[Items listed in a dataset]
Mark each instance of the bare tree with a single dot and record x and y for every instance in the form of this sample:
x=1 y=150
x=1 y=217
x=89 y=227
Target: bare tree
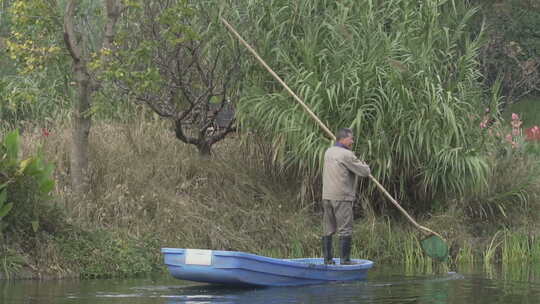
x=196 y=70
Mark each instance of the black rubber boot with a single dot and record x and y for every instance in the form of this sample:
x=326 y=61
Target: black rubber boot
x=327 y=250
x=345 y=244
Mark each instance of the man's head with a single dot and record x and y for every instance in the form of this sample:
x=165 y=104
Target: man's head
x=345 y=137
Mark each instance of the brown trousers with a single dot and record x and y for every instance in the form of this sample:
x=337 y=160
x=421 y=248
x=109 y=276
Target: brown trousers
x=338 y=217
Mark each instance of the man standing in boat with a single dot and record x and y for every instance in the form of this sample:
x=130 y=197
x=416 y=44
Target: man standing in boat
x=340 y=169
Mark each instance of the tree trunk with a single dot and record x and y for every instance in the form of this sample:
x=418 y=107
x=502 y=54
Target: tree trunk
x=81 y=123
x=204 y=148
x=81 y=119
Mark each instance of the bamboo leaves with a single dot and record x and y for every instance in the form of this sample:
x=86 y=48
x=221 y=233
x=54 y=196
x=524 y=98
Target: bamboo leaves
x=405 y=80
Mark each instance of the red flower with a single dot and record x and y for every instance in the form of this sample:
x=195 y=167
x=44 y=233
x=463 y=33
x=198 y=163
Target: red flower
x=45 y=132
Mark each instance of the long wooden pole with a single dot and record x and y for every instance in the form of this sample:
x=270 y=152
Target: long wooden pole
x=323 y=126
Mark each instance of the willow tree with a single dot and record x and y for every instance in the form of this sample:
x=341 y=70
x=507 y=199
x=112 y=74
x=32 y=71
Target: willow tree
x=175 y=58
x=46 y=35
x=403 y=74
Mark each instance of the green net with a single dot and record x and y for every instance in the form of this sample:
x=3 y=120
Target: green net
x=435 y=247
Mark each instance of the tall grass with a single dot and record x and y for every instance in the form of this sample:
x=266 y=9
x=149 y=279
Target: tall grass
x=402 y=74
x=149 y=191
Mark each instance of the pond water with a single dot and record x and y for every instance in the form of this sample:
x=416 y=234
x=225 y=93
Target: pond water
x=385 y=284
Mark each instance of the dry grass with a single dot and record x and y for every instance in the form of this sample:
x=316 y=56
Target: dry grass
x=143 y=181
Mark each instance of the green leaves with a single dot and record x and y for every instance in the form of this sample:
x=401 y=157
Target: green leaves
x=405 y=79
x=5 y=207
x=27 y=183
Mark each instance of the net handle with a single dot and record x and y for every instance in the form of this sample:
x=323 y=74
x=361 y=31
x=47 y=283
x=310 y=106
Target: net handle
x=425 y=230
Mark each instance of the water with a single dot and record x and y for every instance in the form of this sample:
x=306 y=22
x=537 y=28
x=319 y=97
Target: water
x=385 y=284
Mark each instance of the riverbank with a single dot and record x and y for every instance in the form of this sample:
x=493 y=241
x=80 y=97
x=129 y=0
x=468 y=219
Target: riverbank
x=149 y=191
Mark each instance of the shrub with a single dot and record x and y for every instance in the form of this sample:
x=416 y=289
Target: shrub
x=27 y=184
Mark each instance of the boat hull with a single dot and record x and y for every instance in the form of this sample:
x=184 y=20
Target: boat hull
x=239 y=268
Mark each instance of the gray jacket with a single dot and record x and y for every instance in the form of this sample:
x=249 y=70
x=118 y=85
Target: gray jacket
x=340 y=168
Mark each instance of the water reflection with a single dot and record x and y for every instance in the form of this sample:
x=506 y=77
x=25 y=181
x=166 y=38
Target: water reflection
x=384 y=285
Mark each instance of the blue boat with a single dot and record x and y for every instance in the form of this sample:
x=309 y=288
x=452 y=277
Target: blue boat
x=240 y=268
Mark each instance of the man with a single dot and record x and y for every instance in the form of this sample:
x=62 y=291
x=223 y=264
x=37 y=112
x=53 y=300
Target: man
x=340 y=169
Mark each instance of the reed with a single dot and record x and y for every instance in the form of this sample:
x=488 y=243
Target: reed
x=150 y=191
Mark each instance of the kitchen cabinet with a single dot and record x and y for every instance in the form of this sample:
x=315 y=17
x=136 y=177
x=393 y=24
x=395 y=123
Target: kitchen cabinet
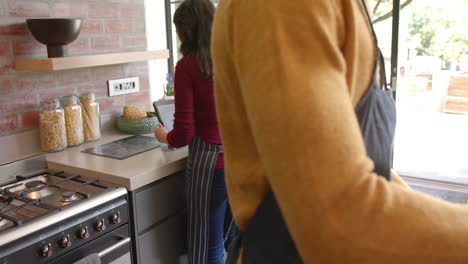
x=158 y=223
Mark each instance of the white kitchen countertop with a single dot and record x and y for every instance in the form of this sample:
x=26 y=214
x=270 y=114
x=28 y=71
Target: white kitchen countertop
x=132 y=173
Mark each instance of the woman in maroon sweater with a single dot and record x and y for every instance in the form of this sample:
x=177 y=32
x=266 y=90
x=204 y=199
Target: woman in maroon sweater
x=195 y=124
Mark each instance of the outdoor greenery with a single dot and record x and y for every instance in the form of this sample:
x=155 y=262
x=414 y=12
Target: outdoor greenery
x=435 y=27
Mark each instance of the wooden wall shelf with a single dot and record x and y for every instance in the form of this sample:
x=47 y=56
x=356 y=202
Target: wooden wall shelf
x=73 y=62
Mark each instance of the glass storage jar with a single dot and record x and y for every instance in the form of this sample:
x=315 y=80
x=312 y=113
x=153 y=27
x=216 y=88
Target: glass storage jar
x=73 y=120
x=52 y=126
x=91 y=123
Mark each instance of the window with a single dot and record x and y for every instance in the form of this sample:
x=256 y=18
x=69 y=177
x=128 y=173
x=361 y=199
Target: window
x=430 y=56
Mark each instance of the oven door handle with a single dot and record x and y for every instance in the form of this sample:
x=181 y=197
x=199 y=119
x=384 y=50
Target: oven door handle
x=114 y=247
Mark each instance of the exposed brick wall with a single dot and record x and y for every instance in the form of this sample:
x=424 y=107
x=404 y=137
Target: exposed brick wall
x=109 y=26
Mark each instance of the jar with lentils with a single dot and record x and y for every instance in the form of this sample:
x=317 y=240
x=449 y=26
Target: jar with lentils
x=73 y=120
x=52 y=126
x=91 y=124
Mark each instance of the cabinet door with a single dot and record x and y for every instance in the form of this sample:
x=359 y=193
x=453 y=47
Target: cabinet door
x=159 y=201
x=166 y=243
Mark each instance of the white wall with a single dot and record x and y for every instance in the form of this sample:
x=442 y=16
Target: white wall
x=156 y=39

**TASK STATEMENT**
Swap "single dot" for "small cross" throughout the listing above, changing nothing else, and write the listing out again without the pictures.

**EXERCISE RESPONSE**
Mark each instance of the bare tree with a small cross and record x and y for every instance in the form of this sample:
x=1 y=150
x=1 y=217
x=89 y=227
Target: bare tree
x=196 y=70
Mark each instance of the black rubber boot with a small cross and record x and y for every instance in the form of this sample:
x=326 y=61
Target: black rubber boot
x=327 y=250
x=345 y=244
Mark each instance of the man's head with a small cross and record x and y for every instance in the form of this sample:
x=165 y=104
Target: man's head
x=345 y=137
Mark each instance of the brown trousers with a small cross and record x and y for every instance in the form of this sample:
x=337 y=160
x=421 y=248
x=109 y=276
Target: brown trousers
x=338 y=217
Mark each instance of the man standing in boat with a small cross and record x and y for every instance in the form of this sample:
x=130 y=197
x=416 y=44
Target: man standing in boat
x=340 y=169
Mark each instance of the tree trunk with a small cross and record x and y for every instance in the form of this sample:
x=418 y=107
x=502 y=54
Target: tree trunk
x=81 y=123
x=204 y=148
x=81 y=119
Mark each instance of the bamboo leaves with a small cross and record x and y for every instance in the form of this sample:
x=86 y=48
x=221 y=233
x=54 y=196
x=524 y=98
Target: bamboo leaves
x=405 y=80
Mark each instance of the red flower with a small cross and record x and y for every instance in the form of this sample:
x=195 y=167
x=44 y=233
x=463 y=33
x=198 y=163
Target: red flower
x=45 y=132
Mark each instance of the long wooden pole with a small cross and record x and y for every instance in the form of this sample:
x=270 y=152
Target: long wooden pole
x=323 y=126
Mark each instance of the willow tree with a small cross and record x and y for every instance in the form of this sample:
x=341 y=70
x=507 y=199
x=112 y=74
x=32 y=71
Target: willow tree
x=175 y=58
x=46 y=35
x=403 y=74
Mark each instance of the green net with a small cross and record x and y for every instance in the form of this sample:
x=3 y=120
Target: green net
x=435 y=247
Mark each instance of the tall grass with a small cross and record x and y for every instance in the form of this sample:
x=266 y=9
x=149 y=279
Target: tall grass
x=402 y=74
x=149 y=191
Mark each instance of the pond water with a small cross and record x and y for every instance in the form of this sample:
x=416 y=234
x=225 y=93
Target: pond water
x=385 y=284
Mark each instance of the dry grass with a small cross and record x and y for every instance in the form of this sample:
x=316 y=56
Target: dry grass
x=143 y=181
Mark each instance of the green leaves with a small cross and record x and y for every instance in the form of this sample:
x=401 y=157
Target: green leaves
x=405 y=79
x=5 y=207
x=27 y=183
Mark each instance of the net handle with a small cross and record x and y for every instance in the form of this sample:
x=323 y=74
x=361 y=31
x=47 y=283
x=310 y=106
Target: net handle
x=425 y=230
Mark each instance of the water with a small cross and record x and y for every instance in the form of this sample:
x=306 y=22
x=537 y=28
x=319 y=97
Target: water
x=385 y=284
Mark each instance of the riverbank with a small cross and record x and y for every instance in the form of this sample:
x=493 y=241
x=80 y=97
x=129 y=0
x=468 y=219
Target: riverbank
x=149 y=191
Mark each instance of the shrub with a small cross and record x and y for every instance in the form of this sample:
x=416 y=289
Target: shrub
x=27 y=184
Mark each instance of the boat hull with a small cross and record x and y for every instance in the form of this sample:
x=184 y=20
Target: boat hull
x=239 y=268
Mark each instance of the gray jacket with a small cross and record x and y for every instance in the form of this sample:
x=249 y=70
x=118 y=85
Target: gray jacket
x=340 y=168
Mark each instance of the water reflection with a small cross and record x and y for every instance in the form of this sample:
x=506 y=77
x=25 y=181
x=166 y=38
Target: water reflection
x=384 y=285
Mark each instance of the blue boat with a small cross and record x and y for every instance in the form of this sample:
x=309 y=288
x=452 y=277
Target: blue boat
x=240 y=268
Mark each instance of the man with a small cross and record x and y for every instance in the form of this sample:
x=62 y=291
x=223 y=264
x=37 y=112
x=53 y=300
Target: man
x=340 y=169
Mark each instance of the reed with a small cross and record x and y for every instance in the form of this sample:
x=488 y=243
Target: reed
x=150 y=191
Mark each instance of the kitchen cabinet with a small cross and record x and y for every instance in the form of this sample:
x=315 y=17
x=136 y=177
x=393 y=24
x=395 y=123
Target: kitchen cabinet
x=158 y=223
Mark each instance of the white kitchen countertop with a small cross and record x and y for every instance in the form of this sample:
x=26 y=214
x=270 y=114
x=28 y=71
Target: white kitchen countertop
x=132 y=173
Mark each instance of the woman in maroon sweater with a small cross and record x and y for every instance in the form of this sample:
x=177 y=32
x=266 y=90
x=204 y=199
Target: woman in maroon sweater
x=195 y=124
Mark each instance of the outdoor greenery with a small cross and record x and y for every instance in the form of this sample:
x=155 y=262
x=414 y=12
Target: outdoor greenery
x=435 y=27
Mark each instance of the wooden wall shelf with a small cross and record x and y for every instance in the form of this sample:
x=47 y=56
x=356 y=202
Target: wooden wall shelf
x=73 y=62
Mark each instance of the glass storage jar with a small cross and record x and y for every instance in the form of this sample:
x=315 y=80
x=312 y=113
x=153 y=27
x=216 y=88
Target: glass storage jar
x=73 y=120
x=52 y=126
x=91 y=123
Mark each instance of the window with a small cross and record x and y for every instance in the form of this sample:
x=256 y=18
x=69 y=177
x=128 y=173
x=361 y=199
Target: window
x=430 y=56
Mark each instance of the oven door handle with a small cross and record x and y for every instance in the form of this sample:
x=181 y=197
x=199 y=119
x=384 y=50
Target: oven door handle
x=114 y=247
Mark each instance of the exposed brick wall with a small cross and record x and y for every instance in the form of this sample:
x=424 y=107
x=404 y=137
Target: exposed brick wall
x=109 y=26
Mark each instance of the jar with lentils with a small cross and record x and y for every instance in the form of this sample:
x=317 y=240
x=449 y=26
Target: jar with lentils
x=73 y=120
x=52 y=126
x=91 y=124
Mark each instance of the cabinet door with a small cross and record x and y for every instance in the form of this sample:
x=359 y=193
x=453 y=47
Target: cabinet door
x=159 y=201
x=166 y=243
Mark each instance of the white wall with a small cross and record x and y for every instance in the form of this sample:
x=442 y=16
Target: white wall
x=156 y=39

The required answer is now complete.